Copy out every line holding the string "decorated" from the records below.

[Records to process]

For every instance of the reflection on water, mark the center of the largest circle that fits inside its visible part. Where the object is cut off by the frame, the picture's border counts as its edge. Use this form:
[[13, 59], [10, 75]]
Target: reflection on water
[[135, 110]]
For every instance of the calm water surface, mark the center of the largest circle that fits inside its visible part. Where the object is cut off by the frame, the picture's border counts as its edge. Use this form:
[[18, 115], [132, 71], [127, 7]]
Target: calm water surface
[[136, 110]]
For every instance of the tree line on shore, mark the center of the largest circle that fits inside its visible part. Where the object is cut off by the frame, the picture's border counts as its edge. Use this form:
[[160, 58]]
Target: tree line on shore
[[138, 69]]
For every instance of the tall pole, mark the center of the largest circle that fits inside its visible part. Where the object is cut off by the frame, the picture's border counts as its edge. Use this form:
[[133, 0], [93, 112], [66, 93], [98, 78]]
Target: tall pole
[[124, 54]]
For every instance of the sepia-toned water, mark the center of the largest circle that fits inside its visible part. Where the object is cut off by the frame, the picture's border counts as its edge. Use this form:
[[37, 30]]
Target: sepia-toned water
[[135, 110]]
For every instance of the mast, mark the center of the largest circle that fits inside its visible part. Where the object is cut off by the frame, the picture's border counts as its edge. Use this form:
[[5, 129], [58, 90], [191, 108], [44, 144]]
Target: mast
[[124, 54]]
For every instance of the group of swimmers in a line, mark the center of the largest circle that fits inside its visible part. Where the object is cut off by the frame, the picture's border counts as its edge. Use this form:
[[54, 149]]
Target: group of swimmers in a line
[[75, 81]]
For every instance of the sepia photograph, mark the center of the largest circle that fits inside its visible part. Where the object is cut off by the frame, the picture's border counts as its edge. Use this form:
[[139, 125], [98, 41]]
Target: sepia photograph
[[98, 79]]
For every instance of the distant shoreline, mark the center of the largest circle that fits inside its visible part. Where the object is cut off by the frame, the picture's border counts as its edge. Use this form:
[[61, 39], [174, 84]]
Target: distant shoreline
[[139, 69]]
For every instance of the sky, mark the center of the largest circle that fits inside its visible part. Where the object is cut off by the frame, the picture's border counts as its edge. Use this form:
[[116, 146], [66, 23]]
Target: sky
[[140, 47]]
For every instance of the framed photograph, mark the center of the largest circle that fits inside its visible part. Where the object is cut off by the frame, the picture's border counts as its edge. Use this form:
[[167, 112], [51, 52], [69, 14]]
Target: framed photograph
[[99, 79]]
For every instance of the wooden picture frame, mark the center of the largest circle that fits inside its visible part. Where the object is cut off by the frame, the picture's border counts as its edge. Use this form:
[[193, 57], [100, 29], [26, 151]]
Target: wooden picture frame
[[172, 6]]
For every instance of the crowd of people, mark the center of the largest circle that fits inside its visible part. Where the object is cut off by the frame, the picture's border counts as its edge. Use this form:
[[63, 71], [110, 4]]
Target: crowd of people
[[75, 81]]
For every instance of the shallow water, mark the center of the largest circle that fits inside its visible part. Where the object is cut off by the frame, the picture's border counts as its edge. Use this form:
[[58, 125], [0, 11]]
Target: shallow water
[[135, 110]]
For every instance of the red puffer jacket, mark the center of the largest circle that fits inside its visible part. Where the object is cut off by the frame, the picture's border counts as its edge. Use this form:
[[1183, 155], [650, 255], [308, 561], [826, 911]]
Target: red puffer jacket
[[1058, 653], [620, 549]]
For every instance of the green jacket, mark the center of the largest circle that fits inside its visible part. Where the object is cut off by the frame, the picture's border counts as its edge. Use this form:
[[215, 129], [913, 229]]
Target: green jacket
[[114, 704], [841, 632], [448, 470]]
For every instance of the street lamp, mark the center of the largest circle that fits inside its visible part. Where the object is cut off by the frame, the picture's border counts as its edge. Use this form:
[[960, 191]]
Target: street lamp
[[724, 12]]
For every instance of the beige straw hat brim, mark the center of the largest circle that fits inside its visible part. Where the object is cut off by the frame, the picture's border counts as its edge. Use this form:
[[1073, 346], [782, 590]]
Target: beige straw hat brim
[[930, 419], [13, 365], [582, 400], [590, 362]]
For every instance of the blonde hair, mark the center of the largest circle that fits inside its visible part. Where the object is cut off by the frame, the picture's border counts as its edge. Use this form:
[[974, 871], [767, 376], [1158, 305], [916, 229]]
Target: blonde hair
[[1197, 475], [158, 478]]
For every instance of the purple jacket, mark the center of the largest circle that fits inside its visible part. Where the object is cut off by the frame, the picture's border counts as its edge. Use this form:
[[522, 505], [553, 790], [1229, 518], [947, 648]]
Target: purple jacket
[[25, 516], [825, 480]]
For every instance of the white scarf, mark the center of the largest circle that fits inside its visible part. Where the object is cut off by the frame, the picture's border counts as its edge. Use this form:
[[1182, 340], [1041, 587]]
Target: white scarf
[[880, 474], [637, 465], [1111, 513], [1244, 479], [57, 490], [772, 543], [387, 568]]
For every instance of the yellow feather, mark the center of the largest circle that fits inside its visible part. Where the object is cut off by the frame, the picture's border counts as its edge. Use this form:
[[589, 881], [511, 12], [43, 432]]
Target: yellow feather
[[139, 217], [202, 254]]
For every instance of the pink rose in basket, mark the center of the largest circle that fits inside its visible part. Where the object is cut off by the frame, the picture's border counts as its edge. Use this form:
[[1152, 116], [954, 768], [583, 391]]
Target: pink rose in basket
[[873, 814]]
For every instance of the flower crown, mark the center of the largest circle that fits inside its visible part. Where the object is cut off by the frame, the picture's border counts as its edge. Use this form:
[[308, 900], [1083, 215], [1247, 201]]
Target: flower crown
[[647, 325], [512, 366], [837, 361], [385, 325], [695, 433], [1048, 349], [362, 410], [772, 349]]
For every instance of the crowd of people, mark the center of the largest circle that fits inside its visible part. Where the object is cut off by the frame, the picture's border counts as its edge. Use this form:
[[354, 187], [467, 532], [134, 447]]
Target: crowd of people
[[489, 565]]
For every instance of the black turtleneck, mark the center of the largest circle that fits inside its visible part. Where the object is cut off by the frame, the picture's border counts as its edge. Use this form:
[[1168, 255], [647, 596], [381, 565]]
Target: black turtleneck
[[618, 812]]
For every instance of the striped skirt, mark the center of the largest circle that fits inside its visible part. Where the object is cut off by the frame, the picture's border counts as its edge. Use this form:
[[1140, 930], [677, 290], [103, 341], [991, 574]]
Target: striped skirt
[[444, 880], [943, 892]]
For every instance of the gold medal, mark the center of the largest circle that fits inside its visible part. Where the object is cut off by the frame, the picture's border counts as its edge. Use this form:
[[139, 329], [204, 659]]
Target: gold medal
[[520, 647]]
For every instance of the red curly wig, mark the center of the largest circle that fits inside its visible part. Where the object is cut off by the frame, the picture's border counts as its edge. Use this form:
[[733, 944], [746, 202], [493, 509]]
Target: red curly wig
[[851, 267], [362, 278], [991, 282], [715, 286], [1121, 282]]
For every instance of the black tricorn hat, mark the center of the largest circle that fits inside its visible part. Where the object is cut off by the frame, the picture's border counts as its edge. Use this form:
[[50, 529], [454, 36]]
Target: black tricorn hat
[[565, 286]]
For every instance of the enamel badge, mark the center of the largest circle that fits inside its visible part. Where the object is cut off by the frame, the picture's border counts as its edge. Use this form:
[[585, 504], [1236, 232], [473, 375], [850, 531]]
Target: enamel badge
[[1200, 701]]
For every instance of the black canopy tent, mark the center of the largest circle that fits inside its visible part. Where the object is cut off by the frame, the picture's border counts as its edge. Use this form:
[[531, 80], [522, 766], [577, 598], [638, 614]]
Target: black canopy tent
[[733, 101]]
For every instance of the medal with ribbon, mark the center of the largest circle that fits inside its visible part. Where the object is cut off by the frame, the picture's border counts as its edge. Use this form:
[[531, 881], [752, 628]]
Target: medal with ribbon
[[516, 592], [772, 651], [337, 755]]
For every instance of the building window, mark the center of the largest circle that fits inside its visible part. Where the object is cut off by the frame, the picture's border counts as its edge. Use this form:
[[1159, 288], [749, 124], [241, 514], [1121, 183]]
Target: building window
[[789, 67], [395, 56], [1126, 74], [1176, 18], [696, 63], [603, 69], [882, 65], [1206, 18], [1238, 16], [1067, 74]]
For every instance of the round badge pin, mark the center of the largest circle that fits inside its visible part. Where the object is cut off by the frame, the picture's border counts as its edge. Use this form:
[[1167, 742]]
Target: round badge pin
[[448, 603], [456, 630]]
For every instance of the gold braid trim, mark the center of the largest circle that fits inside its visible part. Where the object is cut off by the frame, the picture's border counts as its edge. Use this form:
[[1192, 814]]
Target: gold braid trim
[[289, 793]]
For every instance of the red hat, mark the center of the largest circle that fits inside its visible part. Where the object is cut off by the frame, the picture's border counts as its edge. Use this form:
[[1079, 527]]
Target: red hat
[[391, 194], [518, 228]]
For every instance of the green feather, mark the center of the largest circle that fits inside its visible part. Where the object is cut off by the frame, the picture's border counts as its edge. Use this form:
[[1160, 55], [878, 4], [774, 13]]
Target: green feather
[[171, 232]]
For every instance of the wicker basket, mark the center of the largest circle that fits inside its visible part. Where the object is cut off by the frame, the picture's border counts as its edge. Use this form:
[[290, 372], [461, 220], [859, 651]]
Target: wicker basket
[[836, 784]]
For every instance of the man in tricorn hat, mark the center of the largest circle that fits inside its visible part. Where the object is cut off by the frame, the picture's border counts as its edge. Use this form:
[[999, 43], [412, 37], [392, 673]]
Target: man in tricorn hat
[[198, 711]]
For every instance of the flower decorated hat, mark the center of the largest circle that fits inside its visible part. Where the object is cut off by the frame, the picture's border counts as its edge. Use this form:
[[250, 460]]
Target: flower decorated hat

[/Records to process]

● Answer box:
For every instance of the flower decorated hat, mark the center of the largest circle that fits inside its visible part. Where the object is cut off by the frame, the picture's border counts as its edge. Use this form:
Target: flower decorated hat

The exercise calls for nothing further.